◆ EXERCISES TO COMPLETE:
a) Extract the passage of the mailing-list post on open access starting at "If OA generates" and ending at "the general public.)".
b) Copy the lines of the records starting at the line that contains "of the distant" and ending at the end of the records, reproducing only those lines without alteration.

◆ DOCUMENT EXCERPT:
Re: On Self-Selection Bias In Publisher Anti-Open-Access Lobbying

From: Stevan Harnad <amsciforum_at_GMAIL.COM>
Date: Wed, 18 Nov 2009 14:49:33 -0500

On Wed, Nov 18, 2009 at 1:15 PM, Pippa Smart wrote:

> Citation and impact are not easy to quantify as different studies have shown
> and therefore should not form the basis for arguing in favour of open
> access.

Citations (and downloads) are countable, and are counted. Research
usage and impact is not *synonymous* with citations or downloads, but
citations and downloads are certainly *measures* of research usage and

If OA generates more citations (and downloads), that is most
definitely a compelling basis for arguing in favor of OA.

(Indeed, no argument for OA could be more compelling than that OA
increases research impact; certainly not the argument that OA makes
journals more affordable, nor the argument that it makes accessible to
the general public peer-reviewed research journal articles most of
which the general public has no interest in reading [nor do most
peers!]. So every download and citation matters for this esoteric
content, written by specialists to be read, used, applied and
built-upon by specialists, for the sake of research progress, and
thereby for the benefit of the general public.)

(Records pointing to named objects)
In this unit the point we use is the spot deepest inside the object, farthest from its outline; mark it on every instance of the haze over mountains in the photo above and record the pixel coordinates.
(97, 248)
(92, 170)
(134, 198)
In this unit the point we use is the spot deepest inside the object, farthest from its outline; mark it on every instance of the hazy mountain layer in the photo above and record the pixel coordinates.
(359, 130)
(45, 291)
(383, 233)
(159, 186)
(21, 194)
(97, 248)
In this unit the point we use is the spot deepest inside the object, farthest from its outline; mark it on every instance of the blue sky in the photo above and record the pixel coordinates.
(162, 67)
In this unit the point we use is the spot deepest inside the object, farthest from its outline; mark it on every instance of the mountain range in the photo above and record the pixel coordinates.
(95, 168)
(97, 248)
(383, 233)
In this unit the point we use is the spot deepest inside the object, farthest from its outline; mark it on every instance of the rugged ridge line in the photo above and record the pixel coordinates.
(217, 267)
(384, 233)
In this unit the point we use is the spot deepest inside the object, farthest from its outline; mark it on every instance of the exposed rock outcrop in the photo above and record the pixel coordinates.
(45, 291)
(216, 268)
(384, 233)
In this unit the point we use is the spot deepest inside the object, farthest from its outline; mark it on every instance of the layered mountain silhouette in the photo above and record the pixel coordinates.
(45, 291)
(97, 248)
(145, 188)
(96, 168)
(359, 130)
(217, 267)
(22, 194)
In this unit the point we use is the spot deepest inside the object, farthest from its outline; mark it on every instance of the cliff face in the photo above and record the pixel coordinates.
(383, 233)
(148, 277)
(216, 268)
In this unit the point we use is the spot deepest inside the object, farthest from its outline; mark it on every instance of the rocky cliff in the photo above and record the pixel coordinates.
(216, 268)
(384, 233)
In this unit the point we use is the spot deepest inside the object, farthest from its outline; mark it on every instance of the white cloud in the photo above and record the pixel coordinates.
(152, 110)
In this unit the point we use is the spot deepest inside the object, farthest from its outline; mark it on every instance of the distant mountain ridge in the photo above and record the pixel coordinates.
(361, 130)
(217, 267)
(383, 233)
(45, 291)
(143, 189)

◆ ANSWERS GIVEN:
a)
If OA generates more citations (and downloads), that is most
definitely a compelling basis for arguing in favor of OA.

(Indeed, no argument for OA could be more compelling than that OA
increases research impact; certainly not the argument that OA makes
journals more affordable, nor the argument that it makes accessible to
the general public peer-reviewed research journal articles most of
which the general public has no interest in reading [nor do most
peers!]. So every download and citation matters for this esoteric
content, written by specialists to be read, used, applied and
built-upon by specialists, for the sake of research progress, and
thereby for the benefit of the general public.)

b)
In this unit the point we use is the spot deepest inside the object, farthest from its outline; mark it on every instance of the distant mountain ridge in the photo above and record the pixel coordinates.
(361, 130)
(217, 267)
(383, 233)
(45, 291)
(143, 189)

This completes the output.